- _AIM_: Rewrite the lines below as a numbered list, leaving out any blank lines.

- _DATASET_:

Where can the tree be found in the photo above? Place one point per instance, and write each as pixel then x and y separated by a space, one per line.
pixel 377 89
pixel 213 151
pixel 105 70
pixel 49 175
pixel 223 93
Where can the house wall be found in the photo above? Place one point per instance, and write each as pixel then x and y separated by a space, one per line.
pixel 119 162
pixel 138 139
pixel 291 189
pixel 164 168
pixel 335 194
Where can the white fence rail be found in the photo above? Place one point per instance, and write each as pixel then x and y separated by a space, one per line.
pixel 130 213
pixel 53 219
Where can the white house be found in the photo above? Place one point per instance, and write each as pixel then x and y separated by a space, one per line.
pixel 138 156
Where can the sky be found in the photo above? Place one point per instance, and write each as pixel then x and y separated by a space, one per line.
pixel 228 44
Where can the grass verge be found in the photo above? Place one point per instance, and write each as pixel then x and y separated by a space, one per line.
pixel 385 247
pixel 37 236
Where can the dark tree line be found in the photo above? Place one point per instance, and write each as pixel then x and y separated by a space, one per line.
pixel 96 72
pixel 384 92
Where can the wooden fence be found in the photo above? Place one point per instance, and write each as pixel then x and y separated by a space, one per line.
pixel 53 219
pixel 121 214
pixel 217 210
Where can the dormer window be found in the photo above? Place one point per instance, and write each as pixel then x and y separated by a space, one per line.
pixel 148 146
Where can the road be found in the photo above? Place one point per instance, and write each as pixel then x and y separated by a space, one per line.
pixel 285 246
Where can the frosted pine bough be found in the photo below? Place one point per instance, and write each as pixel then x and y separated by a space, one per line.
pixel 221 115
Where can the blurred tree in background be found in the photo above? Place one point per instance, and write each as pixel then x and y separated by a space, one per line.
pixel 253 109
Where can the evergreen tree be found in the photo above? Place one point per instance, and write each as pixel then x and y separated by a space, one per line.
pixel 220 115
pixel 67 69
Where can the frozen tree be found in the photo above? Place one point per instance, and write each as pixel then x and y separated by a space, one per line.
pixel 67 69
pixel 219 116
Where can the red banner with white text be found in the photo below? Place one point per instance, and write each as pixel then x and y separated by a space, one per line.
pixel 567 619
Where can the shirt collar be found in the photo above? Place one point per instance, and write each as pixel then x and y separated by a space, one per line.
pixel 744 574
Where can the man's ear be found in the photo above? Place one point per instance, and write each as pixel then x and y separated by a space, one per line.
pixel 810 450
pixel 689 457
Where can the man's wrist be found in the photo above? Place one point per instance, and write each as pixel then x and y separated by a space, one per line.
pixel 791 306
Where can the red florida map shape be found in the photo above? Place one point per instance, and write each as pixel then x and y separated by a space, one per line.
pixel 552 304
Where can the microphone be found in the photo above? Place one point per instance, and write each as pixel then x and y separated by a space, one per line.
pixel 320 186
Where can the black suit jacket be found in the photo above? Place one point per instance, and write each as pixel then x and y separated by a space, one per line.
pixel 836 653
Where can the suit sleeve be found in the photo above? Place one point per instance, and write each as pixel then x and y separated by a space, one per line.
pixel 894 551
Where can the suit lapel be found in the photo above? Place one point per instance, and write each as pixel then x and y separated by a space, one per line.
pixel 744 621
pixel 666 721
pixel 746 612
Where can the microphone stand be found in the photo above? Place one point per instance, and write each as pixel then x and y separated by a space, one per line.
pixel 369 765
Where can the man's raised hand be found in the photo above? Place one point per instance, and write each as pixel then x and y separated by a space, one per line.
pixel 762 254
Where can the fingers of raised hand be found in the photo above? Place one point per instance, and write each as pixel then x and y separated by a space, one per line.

- _RESPONSE_:
1. Where can the tree be found in the photo above? Place one point per instance, and write each as pixel then x and y separated by a space, one per line.
2. pixel 377 89
3. pixel 213 151
4. pixel 105 70
5. pixel 49 175
6. pixel 223 93
7. Where can the house wall be found in the photo above? Place one point per instance, and write each as pixel then x and y separated by a space, one per line.
8. pixel 119 162
9. pixel 138 139
10. pixel 291 189
11. pixel 164 168
12. pixel 335 194
13. Where can the white fence rail be found in the photo above? Place one point per instance, and write each as pixel then x and y separated by a space, one per line.
14. pixel 130 213
15. pixel 53 219
16. Where can the white house be found in the photo above? Place one point per instance, and write each as pixel then x and y separated by a space, one per line.
17. pixel 138 156
18. Where can the sky be found in the photo above? Place one point per instance, and write each as pixel then x and y separated by a space, one per line.
19. pixel 228 44
20. Where can the grass verge be found in the photo above? Place one point per instance, and write each as pixel then x and y separated by a space, one per line.
21. pixel 385 247
22. pixel 37 236
23. Where can the dark tree line be found in the photo above? Place one point per instance, and write each as pixel then x and y separated by a space, one per line.
24. pixel 96 72
25. pixel 384 92
26. Where can the wooden fence be found in the photo above? Place one point per instance, and write each as pixel then x and y separated by a space, one per line.
27. pixel 53 219
28. pixel 121 214
29. pixel 217 210
30. Where can the dormer window be found in the photo above? Place one point per instance, and write each as pixel then x and y separated by a space, one per line.
31. pixel 148 146
32. Where can the road be found in the photo above? Place one point per instance, and write each as pixel then x and y separated by a space, one per line.
33. pixel 285 246
34. Where can the frosted pine bough be found in the photo below? Place one point per instance, and write each as pixel then x and y separated by a space, one per line.
35. pixel 221 115
36. Where can the blurred tree in background be found in the photo above? Place one point per instance, and write each as pixel then x and y separated by a space, one per line.
37. pixel 253 109
38. Where can the evergreen tree be found in the photo above? Place one point per instance, and write each as pixel then x and y separated by a space, one per line.
39. pixel 220 115
40. pixel 67 69
41. Where can the frozen tree be found in the photo above? Place one point per instance, and write each as pixel then x and y separated by a space, one per line.
42. pixel 67 69
43. pixel 219 116
44. Where can the red banner with white text be found in the photo below? Place one point per instance, and write each as pixel then x and y separated by a space, one per line.
45. pixel 567 619
46. Where can the shirt collar be found in the photo above? Place one point per instance, and write each as pixel then x and y separated by a space, one per line.
47. pixel 744 574
48. Where can the man's ear be found in the photo above? Place one point per instance, and write each as pixel then x and y separated by a space, one per line.
49. pixel 810 450
50. pixel 689 457
51. Where can the man's wrist be found in the photo above? Place one point per instance, and write each as pixel then x and y separated by a space, one per line.
52. pixel 791 306
53. Where can the red florida map shape be found in the photo above? Place one point per instance, and write each as pixel then x and y separated by a space, one per line.
54. pixel 552 304
55. Where can the microphone be found in the photo above? Place one point per instance, and write each as pixel then x and y separated by a space, one per line.
56. pixel 320 186
57. Where can the black suit jacket be found in the photo above? Place one point per instance, and write each as pixel then x and y separated by a space, one per line.
58. pixel 836 653
59. Where can the suit sleeve be found in the photo above? Place one point per instance, and write each as pixel then x and y separated by a space, one per line.
60. pixel 894 551
61. Where can the suit lapel be found in the photo above? Place one point per instance, and write each as pixel then x and y separated by a space, one per line.
62. pixel 744 621
63. pixel 666 721
64. pixel 746 612
65. Where can the microphone stand be found in the photo above? Place one point per instance, and write each as pixel then x and y separated by a space, one per line.
66. pixel 369 765
67. Where can the man's raised hand be found in the photo above? Place one point per instance, and write each as pixel then x and y separated by a space, one per line.
68. pixel 762 254
69. Where can the fingers of raised hand be found in the photo above? Place one point per instance, and write each as pixel then x and y separated by a space, one per line.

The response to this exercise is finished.